[START OF Data supplied]

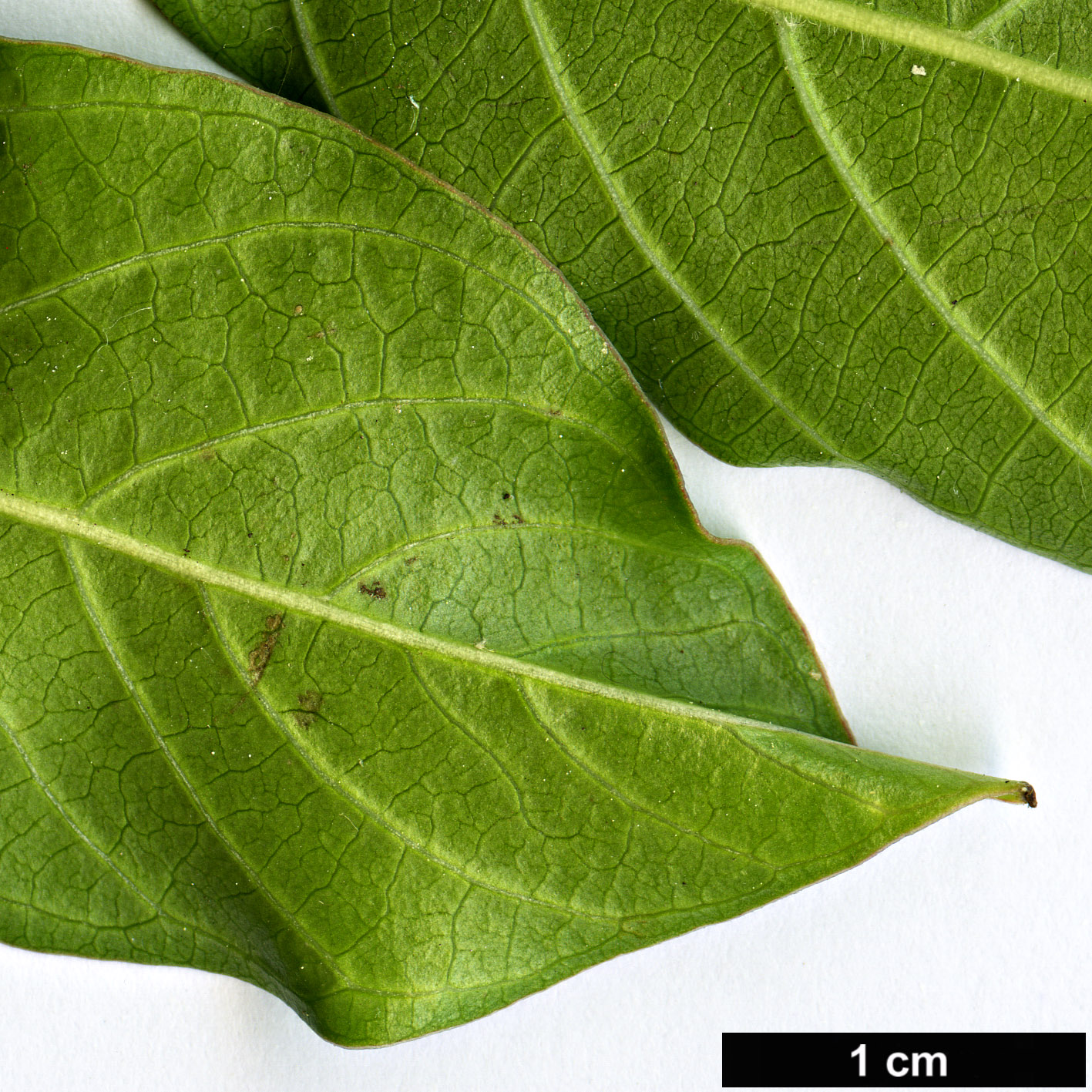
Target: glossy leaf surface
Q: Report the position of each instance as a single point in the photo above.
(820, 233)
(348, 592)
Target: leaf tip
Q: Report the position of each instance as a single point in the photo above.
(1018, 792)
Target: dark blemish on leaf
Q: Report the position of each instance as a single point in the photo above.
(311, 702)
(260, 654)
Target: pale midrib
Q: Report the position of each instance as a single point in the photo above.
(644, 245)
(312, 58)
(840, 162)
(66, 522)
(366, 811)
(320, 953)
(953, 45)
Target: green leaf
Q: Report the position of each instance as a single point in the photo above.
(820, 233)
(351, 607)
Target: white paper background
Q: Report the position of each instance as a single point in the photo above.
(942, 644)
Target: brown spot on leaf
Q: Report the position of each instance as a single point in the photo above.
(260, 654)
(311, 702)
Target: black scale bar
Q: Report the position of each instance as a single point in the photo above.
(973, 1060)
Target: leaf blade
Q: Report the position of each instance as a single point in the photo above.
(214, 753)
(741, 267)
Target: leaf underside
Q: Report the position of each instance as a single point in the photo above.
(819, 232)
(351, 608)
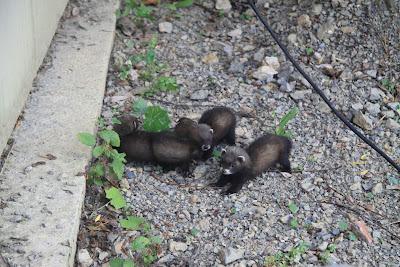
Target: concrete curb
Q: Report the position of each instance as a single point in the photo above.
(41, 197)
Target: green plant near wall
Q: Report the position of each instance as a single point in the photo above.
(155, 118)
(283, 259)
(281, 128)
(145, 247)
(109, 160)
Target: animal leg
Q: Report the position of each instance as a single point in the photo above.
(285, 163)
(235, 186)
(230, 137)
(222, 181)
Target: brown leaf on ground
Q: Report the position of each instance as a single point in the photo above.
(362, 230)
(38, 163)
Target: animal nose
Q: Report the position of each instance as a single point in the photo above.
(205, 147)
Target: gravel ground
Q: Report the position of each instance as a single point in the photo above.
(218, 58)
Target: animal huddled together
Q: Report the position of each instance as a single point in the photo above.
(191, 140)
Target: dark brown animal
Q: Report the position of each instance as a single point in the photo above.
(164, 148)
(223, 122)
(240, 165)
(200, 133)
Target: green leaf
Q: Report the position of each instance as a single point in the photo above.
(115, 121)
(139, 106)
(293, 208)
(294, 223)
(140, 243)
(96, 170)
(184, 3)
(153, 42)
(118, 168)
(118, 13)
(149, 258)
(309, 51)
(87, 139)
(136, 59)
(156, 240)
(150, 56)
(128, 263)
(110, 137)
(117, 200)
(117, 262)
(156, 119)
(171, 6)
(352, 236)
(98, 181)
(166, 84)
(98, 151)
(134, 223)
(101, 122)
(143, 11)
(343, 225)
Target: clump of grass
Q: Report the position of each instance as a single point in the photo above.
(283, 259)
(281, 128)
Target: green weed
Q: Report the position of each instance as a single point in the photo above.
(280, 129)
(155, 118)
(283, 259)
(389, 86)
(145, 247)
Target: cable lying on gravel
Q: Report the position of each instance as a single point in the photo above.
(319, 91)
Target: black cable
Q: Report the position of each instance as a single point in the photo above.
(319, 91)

[END OF Data supplied]

● Set task
Rewrite every line from the one containing "Target: dark brown animal" through the end of the rows, requests included, scaling each point coordinate in the answers by 1.55 and rounding to a whole number, with halves rounded up. Give only those lines.

● Written reply
Target: dark brown animal
Q: Report the position of each instance as a single point in the photo above.
(254, 229)
(346, 189)
(372, 256)
(310, 206)
Target: green leaf
Q: Report the position of each instance as a single point in the photo above.
(178, 188)
(215, 164)
(454, 322)
(456, 346)
(217, 377)
(149, 264)
(285, 5)
(237, 65)
(183, 260)
(183, 20)
(231, 400)
(479, 79)
(135, 215)
(211, 91)
(242, 372)
(233, 87)
(198, 408)
(171, 212)
(181, 310)
(181, 406)
(242, 184)
(265, 9)
(546, 366)
(152, 281)
(257, 130)
(152, 234)
(208, 346)
(157, 189)
(222, 17)
(532, 349)
Target: clump of grass
Q: Report the position of each instance as a single point in the photo above.
(439, 401)
(436, 198)
Target: green weed
Q: Report the position of each instance as a single point in the photo above.
(434, 200)
(240, 183)
(439, 401)
(603, 133)
(225, 383)
Target: cable lying on gravel
Q: Report the position of each instance as a single point in the photo above.
(494, 141)
Target: black cable
Q: Report the position of each instance as a single point in the photo above.
(494, 141)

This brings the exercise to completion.